TEXTO DE LEITURA:

Existem algumas temáticas bem propícias a render bons produtos na cultura pop que são poucos exploradas, ao menos com a sensibilidade necessária para que a coisa toda não descambe pro mau gosto. A série animada Big Mouth, da Netflix, manda bem ao retratar uma delas: aquele período na pré-adolescência onde os cidadãos não são bem crianças mais, mas também não adquiriram experiência de vida o suficiente para se tornarem adultos e entenderem corretamente a explosão de hormônios na qual eles estão no centro. Resumidamente: a puberdade.

O desenho apresenta uma porção de personagens em tal momento de transição, colocando-os em diferentes situações típicas da idade, extrapolando o realismo com, literalmente, monstros de hormônios que os guiam nesses percalços. Ele mistura comédia pastelona com drama adolescente de maneira bem orgânica, com um tipo de refinamento que torna até as cenas mais absurdas perfeitamente palatáveis aos que decidem se jogar na proposta. Não fosse a ausência desse refinamento, eu diria que o Japão teria conseguido sua própria “Big Mouth” com o divertidinho How Clumsy You Are, Miss Ueno (Ueno-san wa Bukiyou). Mas foi por pouco até.

Não que o primeiro anime solo do estúdio Lesprit tente de alguma forma imitar a obra do Nick Kroll, mas ambos têm como fio condutor os preâmbulos de antes da adolescência, onde a falta de controle dos próprios hormônios pode gerar situações tragicômicas hilárias quando vistas com maior distanciamento – embora ligeiramente humilhantes aos seus protagonistas.

TAREFA A:
Resuma de forma mais curta o parágrafo do texto de leitura que começa com "O desenho apresenta uma porção de personagens", sem perder os fatos principais.

REGISTROS FORNECIDOS:

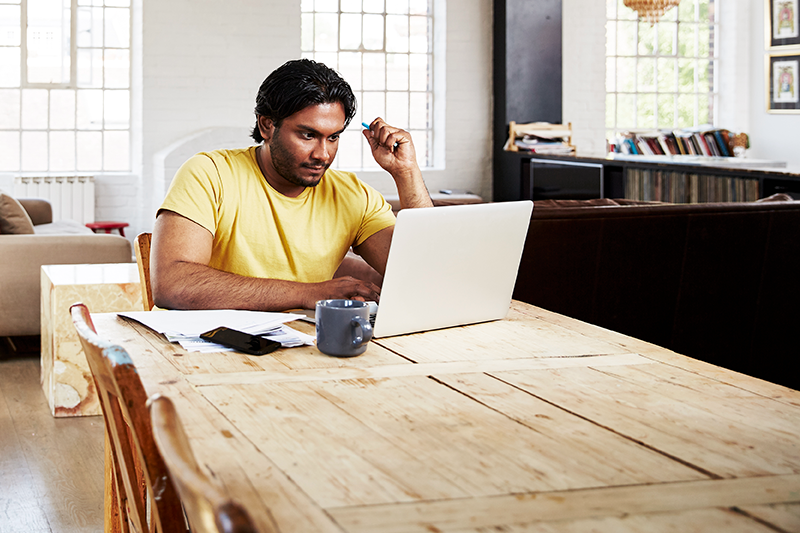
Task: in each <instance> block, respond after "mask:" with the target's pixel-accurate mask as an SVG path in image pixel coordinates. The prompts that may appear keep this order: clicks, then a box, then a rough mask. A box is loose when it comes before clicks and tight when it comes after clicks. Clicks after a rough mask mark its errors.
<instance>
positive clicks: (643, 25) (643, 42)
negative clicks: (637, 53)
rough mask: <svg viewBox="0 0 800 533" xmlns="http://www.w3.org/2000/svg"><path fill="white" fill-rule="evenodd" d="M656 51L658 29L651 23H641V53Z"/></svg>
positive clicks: (651, 53)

TAREFA B:
Edite os registros, trocando "rough mask" por "coarse mask" em todas as linhas e mantendo o resto igual. Não coloque as imagens na resposta.

RESPOSTA DA TAREFA A:
O desenho mostra vários personagens nessa fase de transição, em situações típicas da idade. Ele vai além do realismo com monstros de hormônios que os guiam nessas dificuldades. Mistura comédia pastelona e drama adolescente de forma orgânica, com um refinamento que torna aceitáveis até as cenas mais absurdas. Não fosse a falta desse refinamento, o Japão teria sua própria “Big Mouth” com How Clumsy You Are, Miss Ueno (Ueno-san wa Bukiyou), e foi por pouco.

RESPOSTA DA TAREFA B:
Task: in each <instance> block, respond after "mask:" with the target's pixel-accurate mask as an SVG path in image pixel coordinates. The prompts that may appear keep this order: clicks, then a box, then a coarse mask. A box is loose when it comes before clicks and tight when it comes after clicks. Clicks after a coarse mask mark its errors.
<instance>
positive clicks: (643, 25) (643, 42)
negative clicks: (637, 53)
coarse mask: <svg viewBox="0 0 800 533" xmlns="http://www.w3.org/2000/svg"><path fill="white" fill-rule="evenodd" d="M656 51L658 29L651 23H641V53Z"/></svg>
positive clicks: (651, 53)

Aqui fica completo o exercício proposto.